• DOCUMENT SEGMENT:
Start

Political instability in Africa can lead to considerable abuse of women. When the breakdown results in violence, it can include gang sexual abuse and physical mutilation. The recent political meltdown in Guinea-Conakry accompanied by open-air public rapes is a case in point. Conversely, political instability can have a silver-lining in gender relations. Such instability can create fluidity in the sexual division of labour. As men are killed in the upheaval, some women are forced to take control and forms of matriarchy emerge. Great precedents in upward mobility have been set by African women against backgrounds of political meltdowns.
Political glass ceilings have repeatedly been smashed by women in countries as unstable as Rwanda, Burundi and Idi Amin's Uganda. In March 1993, Africa had its first Head of Government. Agathe Umwilingiyiman was appointed Prime Minister of Rwanda by President Juvenal Habayarimama.
Shortly thereafter, Silvie Kirigi became the second female Head of Government in Africa's post-colonial history, President Malchior Ndadaye in Bujumbura appointed her Prime Minister of Burundi in July 1993. Although these two women broke the glass ceiling of upward political mobility, wider historical events were not kind to them. They did not last. In Burundi, as in Rwanda, anarchy has tended to last longer than matriarchy.

End

(Entries from a dataset)
Start

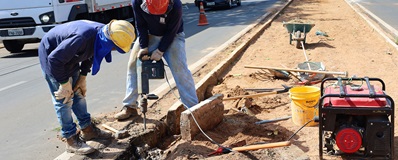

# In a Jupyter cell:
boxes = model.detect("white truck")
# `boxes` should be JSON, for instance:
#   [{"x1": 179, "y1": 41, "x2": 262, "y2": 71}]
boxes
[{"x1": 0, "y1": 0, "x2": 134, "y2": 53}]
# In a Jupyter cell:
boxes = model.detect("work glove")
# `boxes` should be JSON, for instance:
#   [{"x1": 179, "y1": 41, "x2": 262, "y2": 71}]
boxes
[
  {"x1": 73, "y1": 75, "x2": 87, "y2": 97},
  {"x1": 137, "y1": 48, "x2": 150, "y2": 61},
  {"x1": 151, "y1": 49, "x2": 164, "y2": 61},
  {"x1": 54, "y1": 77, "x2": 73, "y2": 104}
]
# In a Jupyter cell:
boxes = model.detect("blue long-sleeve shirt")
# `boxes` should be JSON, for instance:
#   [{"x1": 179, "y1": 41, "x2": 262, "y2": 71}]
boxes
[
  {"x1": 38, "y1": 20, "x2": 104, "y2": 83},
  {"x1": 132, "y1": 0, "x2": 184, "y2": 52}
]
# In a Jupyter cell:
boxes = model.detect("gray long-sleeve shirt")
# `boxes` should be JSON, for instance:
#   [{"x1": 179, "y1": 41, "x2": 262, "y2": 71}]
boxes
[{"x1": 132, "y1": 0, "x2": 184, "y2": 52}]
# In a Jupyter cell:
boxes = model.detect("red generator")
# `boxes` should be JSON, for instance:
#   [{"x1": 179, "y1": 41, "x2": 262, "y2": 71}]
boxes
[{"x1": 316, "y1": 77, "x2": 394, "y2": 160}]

End
Start

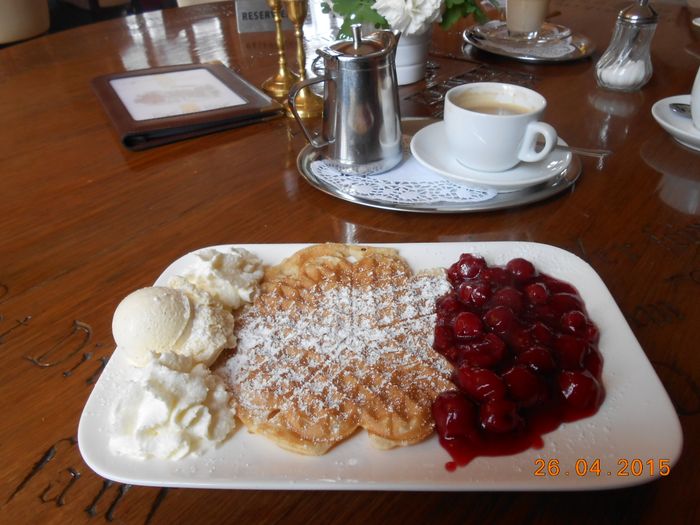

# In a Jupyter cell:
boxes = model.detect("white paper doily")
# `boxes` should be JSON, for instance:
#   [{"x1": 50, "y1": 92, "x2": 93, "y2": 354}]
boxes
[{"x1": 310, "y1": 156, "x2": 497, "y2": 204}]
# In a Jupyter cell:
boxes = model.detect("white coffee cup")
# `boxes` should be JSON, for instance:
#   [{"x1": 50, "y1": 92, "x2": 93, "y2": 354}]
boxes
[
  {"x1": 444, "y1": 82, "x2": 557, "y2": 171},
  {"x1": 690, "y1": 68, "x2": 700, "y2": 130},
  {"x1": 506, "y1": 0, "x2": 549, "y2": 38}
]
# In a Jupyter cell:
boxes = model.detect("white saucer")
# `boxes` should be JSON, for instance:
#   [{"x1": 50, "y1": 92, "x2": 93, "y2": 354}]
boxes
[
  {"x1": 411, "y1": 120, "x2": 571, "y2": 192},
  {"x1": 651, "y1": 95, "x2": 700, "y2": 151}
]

End
Start

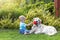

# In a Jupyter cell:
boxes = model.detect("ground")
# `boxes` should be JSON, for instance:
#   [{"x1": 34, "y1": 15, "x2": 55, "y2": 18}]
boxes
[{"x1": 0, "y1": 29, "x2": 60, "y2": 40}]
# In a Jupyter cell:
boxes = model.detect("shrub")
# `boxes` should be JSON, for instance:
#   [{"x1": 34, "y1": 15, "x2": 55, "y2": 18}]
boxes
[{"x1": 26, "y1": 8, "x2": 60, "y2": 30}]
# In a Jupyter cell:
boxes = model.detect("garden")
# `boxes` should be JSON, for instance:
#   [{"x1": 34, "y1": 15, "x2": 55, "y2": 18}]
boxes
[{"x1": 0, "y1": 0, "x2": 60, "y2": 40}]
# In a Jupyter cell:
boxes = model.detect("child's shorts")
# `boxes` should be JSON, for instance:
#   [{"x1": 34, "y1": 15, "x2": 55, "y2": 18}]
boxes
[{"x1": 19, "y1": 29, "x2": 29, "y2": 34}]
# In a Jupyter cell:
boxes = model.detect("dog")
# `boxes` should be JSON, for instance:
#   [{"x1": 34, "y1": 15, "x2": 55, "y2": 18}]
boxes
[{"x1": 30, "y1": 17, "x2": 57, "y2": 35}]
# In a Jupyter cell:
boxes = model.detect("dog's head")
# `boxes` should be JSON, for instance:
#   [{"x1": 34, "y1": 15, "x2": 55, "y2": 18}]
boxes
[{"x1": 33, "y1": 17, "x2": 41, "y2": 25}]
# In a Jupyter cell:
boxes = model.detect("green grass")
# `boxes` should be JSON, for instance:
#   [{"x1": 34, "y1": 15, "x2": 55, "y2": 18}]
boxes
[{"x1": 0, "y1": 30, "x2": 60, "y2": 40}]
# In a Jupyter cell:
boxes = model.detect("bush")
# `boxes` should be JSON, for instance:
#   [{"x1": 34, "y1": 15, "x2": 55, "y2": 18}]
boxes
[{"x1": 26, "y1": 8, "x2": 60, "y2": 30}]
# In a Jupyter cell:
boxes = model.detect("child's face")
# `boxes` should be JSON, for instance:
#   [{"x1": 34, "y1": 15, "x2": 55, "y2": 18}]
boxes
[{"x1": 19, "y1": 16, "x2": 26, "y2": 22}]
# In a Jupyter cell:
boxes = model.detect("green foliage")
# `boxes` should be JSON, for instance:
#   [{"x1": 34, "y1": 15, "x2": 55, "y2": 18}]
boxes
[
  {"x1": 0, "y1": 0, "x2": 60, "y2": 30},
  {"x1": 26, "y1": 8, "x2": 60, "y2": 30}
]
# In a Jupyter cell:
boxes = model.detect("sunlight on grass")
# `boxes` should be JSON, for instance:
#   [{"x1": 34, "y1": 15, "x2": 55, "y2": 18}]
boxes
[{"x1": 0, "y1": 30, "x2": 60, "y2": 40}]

End

• PROBLEMS TO SOLVE:
[1] Gather each line of the listing that includes the string "child".
[2] Write the next part of the passage on women and political instability in Africa, picking up after its final sentence.
The passage on women and political instability in Africa has no connection to the listing.

• ANSWERS TO THE TASKS:
[1]
boxes = model.detect("child's shorts")
boxes = model.detect("child's face")

[2]
In 1974 ,Princess Elizabeth Bagaya of Idi Amin's unstable Uganda became post-colonial Africa's first female Minister of Foreign Affairs. That was long before Bill Clinton appointed Madeleine Albright as the United States' first woman Secretary of State in January 1997.
The most spectacular penetration of the political glass ceiling was in Liberia after its 15 years of brutal conflict. In 2005 Ellen Johnson-Sir leaf won the Liberian presidency. In November 2007, Johnson-Sirleaf was awarded the United States' highest civilian honour, the Presidential Medal of Freedom.Johnson-Sirleaf must be regarded as the most spectacular case of an African woman breaking the glass ceiling of upward political mobility in a country just recovering from massive conflict. She has many times been described as 'the Iron Lady', echoing the admiring title that Margaret Thatcher had won at the height of her career as the first woman Prime Minister of the United Kingdom.
There also have been cases of female religious leaders in opposition to the African governments of the day. Such female upward mobility has once again taken the form of matriarchal tendencies in conditions of instability. The most recent example was that of Alice Lakwena in Uganda, who succeeded in rallying macho Acholi warriors to join her rebellion against President Museveni.
To all intents and purposes, Lakwena was a Warrior-Priestess in the tradition of Joan of Arc in French history. Both women thought that supernatural divine forces would help them militarily. But Joan of Arc was disastrously defeated by the English. Lakwena was similarly vanquished by Museveni. Political instability in Northern Uganda in the 1990s under Museveni helped to nourish the matriarchal defensive tendencies, which in turn nurtured the rise of Lakwena.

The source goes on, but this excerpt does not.